### EXERCISE DESCRIPTION:
Please go through the records below and return every line holding the word "plaster".

RECORDS FOR THIS TASK Block Start

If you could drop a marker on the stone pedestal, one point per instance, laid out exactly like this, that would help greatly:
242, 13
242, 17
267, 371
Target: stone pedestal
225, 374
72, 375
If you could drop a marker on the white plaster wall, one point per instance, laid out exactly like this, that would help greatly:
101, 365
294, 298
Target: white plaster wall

RECORDS FOR THIS TASK Block End

### ANSWER SPACE:
If you could drop a marker on the white plaster wall, one point per instance, laid out exactly like this, that would help greatly:
Target: white plaster wall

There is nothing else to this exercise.